▶ [Written exercise]: Reproduce the passage on climate change below in full, word for word.

--- Begin Source document ---

About ninety million years ago, during what’s known as the Cretaceous Thermal Maximum, breadfruit trees grew in northern Greenland and the tropical oceans were as toasty as a hot bath.
In our own period, the Quaternary, the swings have been spectacular; at least twenty times in the last two and a half million years, glaciers have pushed south from the Arctic and then retreated again. The ice ages themselves were marked by dramatic temperature oscillations. The last one, which ended about twelve thousand years ago, went out, in the words of one glaciologist, in a “drunken stagger.”
You can’t prepare for a future you can’t imagine. The trouble is, it’s hard to picture the future we are creating. As the climate swings of the past suggest, even subtle and gradual forces — tiny variations in the Earth’s orbit, for example — can have world-altering consequences. And what we’re doing now is neither subtle nor gradual. In little more than a century, humans have burned through coal and oil deposits that took tens of millions of years to create.
Climate change is characterized not just by uncertainty but by something risk analysts call “deep uncertainty.” There are known unknowns to worry about, and unknown unknowns.
WHAT WE DO KNOW, WHAT IS CERTAIN …. 1/23/23
Diverse species of living things are disappearing at an alarming rate.

--- End Source document ---
--- Begin Data provided ---

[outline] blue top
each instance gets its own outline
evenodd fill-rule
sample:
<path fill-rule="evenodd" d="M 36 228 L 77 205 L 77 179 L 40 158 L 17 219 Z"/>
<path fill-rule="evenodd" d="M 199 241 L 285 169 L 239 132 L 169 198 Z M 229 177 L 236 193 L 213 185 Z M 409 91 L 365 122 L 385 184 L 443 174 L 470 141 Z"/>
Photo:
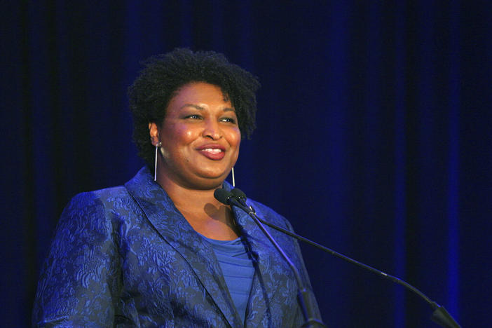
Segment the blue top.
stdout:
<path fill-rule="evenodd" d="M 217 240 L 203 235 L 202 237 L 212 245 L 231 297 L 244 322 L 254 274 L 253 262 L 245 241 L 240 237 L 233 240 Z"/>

--- End Data provided ---
--- Begin Data provided ---

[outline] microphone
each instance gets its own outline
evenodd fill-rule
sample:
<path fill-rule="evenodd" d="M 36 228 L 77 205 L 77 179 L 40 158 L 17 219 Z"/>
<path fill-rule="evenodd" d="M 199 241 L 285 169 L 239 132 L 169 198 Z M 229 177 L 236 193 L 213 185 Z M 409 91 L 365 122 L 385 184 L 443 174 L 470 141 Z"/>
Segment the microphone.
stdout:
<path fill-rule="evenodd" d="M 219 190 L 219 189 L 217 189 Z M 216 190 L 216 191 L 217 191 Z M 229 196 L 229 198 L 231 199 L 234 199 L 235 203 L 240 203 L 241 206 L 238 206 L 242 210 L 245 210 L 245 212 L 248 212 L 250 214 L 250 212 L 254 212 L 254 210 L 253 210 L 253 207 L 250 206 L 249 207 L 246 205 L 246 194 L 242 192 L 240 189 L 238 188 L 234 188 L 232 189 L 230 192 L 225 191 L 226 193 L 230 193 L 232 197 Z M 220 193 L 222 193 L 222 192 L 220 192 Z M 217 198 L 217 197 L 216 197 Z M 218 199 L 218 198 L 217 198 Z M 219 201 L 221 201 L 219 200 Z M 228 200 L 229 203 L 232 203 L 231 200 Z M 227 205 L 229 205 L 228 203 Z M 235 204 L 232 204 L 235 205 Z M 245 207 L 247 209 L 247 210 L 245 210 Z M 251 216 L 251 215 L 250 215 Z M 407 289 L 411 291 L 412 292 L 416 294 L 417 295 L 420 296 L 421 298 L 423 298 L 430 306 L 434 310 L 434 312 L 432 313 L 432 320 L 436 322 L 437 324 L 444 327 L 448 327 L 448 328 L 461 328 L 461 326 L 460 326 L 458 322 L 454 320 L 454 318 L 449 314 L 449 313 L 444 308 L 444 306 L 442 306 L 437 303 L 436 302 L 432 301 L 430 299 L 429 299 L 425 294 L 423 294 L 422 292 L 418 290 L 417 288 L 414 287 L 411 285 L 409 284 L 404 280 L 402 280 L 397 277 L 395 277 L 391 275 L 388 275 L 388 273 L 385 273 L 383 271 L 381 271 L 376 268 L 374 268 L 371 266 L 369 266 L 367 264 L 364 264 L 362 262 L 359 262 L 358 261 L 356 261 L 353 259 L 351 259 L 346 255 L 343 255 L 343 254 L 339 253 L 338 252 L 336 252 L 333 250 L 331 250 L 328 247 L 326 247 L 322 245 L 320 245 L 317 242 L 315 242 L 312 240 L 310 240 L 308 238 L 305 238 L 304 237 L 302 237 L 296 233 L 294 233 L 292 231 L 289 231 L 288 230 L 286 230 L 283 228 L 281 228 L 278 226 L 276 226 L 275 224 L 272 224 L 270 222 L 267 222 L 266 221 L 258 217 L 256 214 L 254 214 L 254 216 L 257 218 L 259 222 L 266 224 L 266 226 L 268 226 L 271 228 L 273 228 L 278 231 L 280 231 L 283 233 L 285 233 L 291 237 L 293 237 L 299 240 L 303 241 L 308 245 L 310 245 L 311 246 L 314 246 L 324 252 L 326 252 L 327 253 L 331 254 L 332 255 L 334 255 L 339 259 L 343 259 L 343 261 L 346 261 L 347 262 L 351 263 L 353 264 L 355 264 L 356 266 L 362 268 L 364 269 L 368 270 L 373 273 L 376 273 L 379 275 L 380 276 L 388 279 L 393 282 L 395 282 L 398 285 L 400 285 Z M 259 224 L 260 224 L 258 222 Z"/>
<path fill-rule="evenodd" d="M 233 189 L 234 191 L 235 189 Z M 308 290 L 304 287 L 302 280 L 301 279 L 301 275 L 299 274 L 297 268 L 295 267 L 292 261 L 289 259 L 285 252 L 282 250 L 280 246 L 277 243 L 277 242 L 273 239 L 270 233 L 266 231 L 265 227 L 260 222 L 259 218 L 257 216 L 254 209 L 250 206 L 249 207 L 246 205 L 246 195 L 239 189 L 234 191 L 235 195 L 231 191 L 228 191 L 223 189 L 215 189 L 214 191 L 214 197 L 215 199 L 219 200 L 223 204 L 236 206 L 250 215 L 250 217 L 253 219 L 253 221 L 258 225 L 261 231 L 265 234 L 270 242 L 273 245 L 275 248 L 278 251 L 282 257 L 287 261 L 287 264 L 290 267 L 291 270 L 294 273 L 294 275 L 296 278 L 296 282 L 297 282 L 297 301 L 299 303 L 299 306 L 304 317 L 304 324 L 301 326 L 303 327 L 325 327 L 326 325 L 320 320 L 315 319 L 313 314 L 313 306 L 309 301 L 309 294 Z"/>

--- End Data provided ---
--- Begin Data provided ---

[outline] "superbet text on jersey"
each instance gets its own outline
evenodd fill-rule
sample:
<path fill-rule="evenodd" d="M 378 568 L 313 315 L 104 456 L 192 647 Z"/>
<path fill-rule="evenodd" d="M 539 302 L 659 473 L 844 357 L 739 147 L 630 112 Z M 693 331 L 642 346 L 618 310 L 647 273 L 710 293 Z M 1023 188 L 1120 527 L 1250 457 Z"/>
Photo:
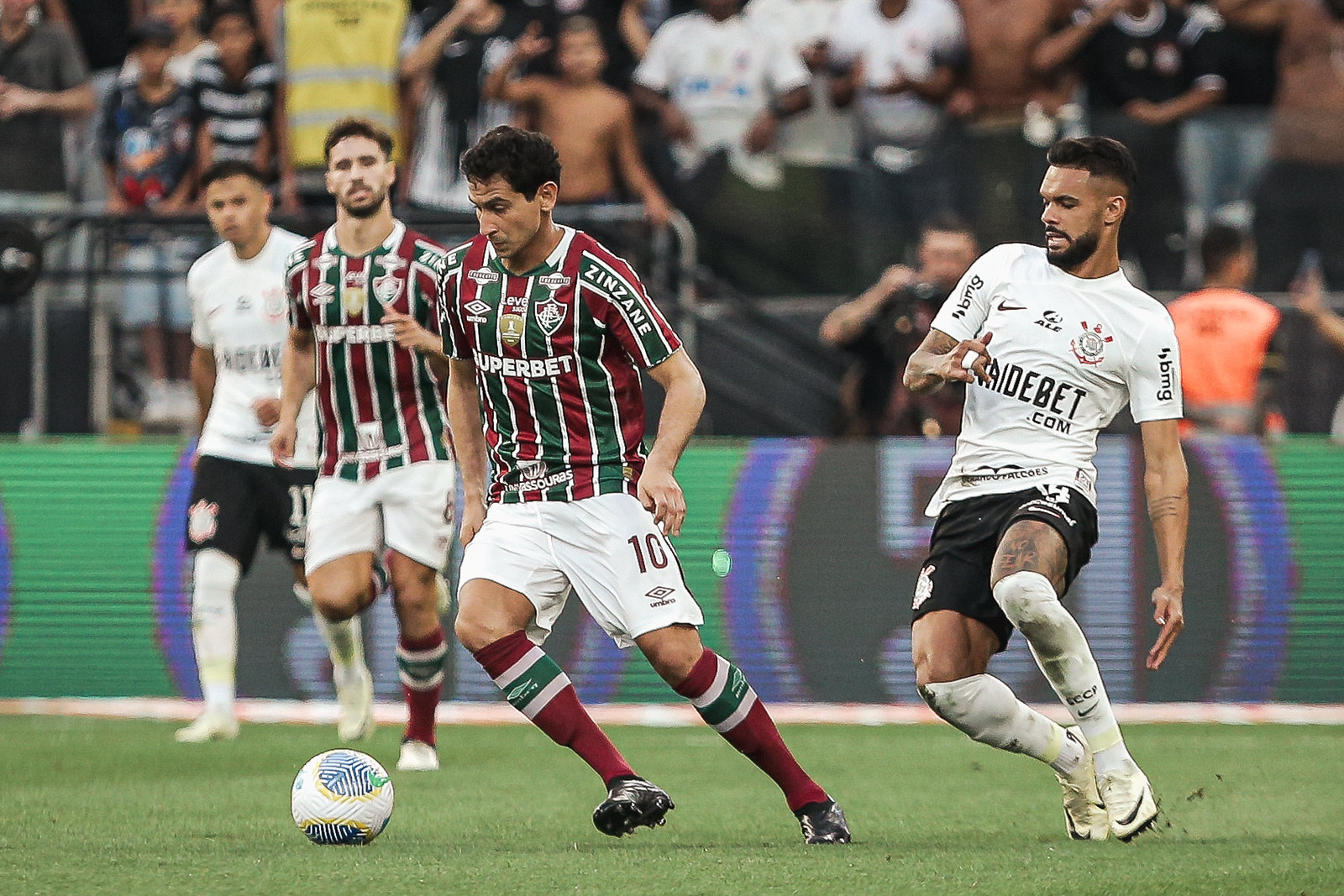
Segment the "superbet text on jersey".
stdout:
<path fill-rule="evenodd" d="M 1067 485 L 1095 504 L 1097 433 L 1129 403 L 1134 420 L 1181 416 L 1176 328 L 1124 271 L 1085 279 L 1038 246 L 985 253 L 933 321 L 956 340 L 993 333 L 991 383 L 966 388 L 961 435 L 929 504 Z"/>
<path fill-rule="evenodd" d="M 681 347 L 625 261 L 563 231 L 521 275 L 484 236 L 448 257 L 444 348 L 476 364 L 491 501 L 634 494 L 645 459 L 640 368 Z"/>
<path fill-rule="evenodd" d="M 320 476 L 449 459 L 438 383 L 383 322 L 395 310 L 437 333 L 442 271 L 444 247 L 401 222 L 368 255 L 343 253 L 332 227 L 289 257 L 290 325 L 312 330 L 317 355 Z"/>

--- End Data provided ---

▶ [Final result]:
About ninety million years ago, during what’s known as the Cretaceous Thermal Maximum, breadfruit trees grew in northern Greenland and the tropical oceans were as toasty as a hot bath.
In our own period, the Quaternary, the swings have been spectacular; at least twenty times in the last two and a half million years, glaciers have pushed south from the Arctic and then retreated again. The ice ages themselves were marked by dramatic temperature oscillations. The last one, which ended about twelve thousand years ago, went out, in the words of one glaciologist, in a “drunken stagger.”
You can’t prepare for a future you can’t imagine. The trouble is, it’s hard to picture the future we are creating. As the climate swings of the past suggest, even subtle and gradual forces — tiny variations in the Earth’s orbit, for example — can have world-altering consequences. And what we’re doing now is neither subtle nor gradual. In little more than a century, humans have burned through coal and oil deposits that took tens of millions of years to create.
Climate change is characterized not just by uncertainty but by something risk analysts call “deep uncertainty.” There are known unknowns to worry about, and unknown unknowns.
WHAT WE DO KNOW, WHAT IS CERTAIN …. 1/23/23
Diverse species of living things are disappearing at an alarming rate.